- EXERCISE
Go through the entries below, count every line with the string "seated", and answer with only that number.

(Natural-language object grounding data)
=-=-=-=-=

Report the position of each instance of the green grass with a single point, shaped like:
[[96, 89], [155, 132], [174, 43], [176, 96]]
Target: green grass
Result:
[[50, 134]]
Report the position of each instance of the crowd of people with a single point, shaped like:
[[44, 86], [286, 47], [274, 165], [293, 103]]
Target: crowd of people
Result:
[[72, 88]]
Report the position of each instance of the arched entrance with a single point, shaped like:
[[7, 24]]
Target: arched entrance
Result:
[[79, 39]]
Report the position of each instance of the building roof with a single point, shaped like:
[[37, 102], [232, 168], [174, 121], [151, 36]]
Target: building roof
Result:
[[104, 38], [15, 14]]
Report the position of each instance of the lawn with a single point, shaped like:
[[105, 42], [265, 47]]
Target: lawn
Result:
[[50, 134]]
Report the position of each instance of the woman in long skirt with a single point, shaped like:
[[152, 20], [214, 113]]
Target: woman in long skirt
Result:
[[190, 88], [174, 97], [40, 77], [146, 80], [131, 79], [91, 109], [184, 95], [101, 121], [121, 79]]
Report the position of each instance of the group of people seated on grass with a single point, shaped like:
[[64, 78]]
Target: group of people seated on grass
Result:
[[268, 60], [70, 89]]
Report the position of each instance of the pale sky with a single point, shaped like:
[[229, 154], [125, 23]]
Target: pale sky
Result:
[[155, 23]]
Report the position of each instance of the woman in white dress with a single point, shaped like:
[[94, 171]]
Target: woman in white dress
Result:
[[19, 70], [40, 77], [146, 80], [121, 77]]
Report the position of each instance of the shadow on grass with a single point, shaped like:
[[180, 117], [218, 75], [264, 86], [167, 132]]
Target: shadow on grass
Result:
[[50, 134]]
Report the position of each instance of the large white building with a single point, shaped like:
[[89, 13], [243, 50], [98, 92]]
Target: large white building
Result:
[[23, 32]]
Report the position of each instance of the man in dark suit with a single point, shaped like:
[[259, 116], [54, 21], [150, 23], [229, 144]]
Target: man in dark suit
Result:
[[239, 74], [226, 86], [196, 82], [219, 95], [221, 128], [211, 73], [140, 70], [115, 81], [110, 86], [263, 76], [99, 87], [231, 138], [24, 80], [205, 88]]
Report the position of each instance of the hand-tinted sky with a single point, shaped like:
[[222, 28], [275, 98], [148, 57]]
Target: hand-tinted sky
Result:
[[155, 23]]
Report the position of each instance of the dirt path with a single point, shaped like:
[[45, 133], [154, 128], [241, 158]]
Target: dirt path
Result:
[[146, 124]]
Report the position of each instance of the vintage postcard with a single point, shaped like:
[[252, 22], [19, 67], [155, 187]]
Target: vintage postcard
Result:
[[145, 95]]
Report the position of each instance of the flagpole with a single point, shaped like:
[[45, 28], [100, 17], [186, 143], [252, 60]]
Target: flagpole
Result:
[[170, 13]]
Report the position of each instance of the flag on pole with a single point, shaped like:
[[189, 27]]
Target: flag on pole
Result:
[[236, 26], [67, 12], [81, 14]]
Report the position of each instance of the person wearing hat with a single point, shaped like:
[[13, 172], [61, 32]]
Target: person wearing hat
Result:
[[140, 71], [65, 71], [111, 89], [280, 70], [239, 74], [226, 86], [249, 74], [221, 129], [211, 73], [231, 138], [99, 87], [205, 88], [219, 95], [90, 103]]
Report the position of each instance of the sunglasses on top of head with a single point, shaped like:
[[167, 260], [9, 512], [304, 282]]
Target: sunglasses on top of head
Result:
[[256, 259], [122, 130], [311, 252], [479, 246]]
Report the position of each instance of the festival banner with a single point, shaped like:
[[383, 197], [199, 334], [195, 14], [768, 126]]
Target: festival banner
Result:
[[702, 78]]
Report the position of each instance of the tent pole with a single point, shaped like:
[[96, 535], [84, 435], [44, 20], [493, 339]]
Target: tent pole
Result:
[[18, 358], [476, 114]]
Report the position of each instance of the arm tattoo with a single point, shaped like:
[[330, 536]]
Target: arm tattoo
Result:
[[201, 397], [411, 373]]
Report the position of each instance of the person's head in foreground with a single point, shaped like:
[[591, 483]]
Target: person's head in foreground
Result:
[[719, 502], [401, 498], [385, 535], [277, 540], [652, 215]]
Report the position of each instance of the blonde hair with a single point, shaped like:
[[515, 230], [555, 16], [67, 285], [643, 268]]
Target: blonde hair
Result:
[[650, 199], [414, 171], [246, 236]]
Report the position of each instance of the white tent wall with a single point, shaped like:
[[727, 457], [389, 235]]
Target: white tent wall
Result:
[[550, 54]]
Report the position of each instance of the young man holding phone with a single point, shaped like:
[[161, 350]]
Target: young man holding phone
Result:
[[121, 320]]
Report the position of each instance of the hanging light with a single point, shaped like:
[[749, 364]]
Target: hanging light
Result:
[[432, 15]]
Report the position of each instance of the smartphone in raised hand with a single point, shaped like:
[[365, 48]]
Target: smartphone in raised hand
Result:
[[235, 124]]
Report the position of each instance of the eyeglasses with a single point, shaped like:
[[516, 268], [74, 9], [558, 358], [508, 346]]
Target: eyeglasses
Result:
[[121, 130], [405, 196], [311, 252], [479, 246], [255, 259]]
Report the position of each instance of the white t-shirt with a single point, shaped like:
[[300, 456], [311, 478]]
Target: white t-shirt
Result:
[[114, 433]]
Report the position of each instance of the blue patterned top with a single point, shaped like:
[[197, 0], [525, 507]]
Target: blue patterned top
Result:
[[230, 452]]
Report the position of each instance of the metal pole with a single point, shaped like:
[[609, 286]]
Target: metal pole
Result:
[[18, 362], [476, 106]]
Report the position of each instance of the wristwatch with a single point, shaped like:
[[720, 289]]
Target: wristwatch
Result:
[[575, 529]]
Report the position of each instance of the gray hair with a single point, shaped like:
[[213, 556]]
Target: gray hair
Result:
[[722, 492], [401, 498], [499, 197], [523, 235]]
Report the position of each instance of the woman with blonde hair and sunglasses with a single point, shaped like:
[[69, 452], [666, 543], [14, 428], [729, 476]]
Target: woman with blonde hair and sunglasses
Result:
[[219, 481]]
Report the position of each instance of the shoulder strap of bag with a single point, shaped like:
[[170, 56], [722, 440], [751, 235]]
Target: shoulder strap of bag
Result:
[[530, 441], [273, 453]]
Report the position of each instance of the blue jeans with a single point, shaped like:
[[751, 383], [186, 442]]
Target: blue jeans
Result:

=-=-=-=-=

- PROBLEM SOLUTION
2